*Problem details*:
Output every record exactly, and nothing more.

Collection entries
⟨
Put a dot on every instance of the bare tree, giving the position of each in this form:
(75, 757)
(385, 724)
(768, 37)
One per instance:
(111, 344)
⟩
*Result of the exercise*:
Put a dot on every instance of the bare tree, giving the position of each in this form:
(75, 757)
(385, 724)
(768, 37)
One per instance:
(111, 344)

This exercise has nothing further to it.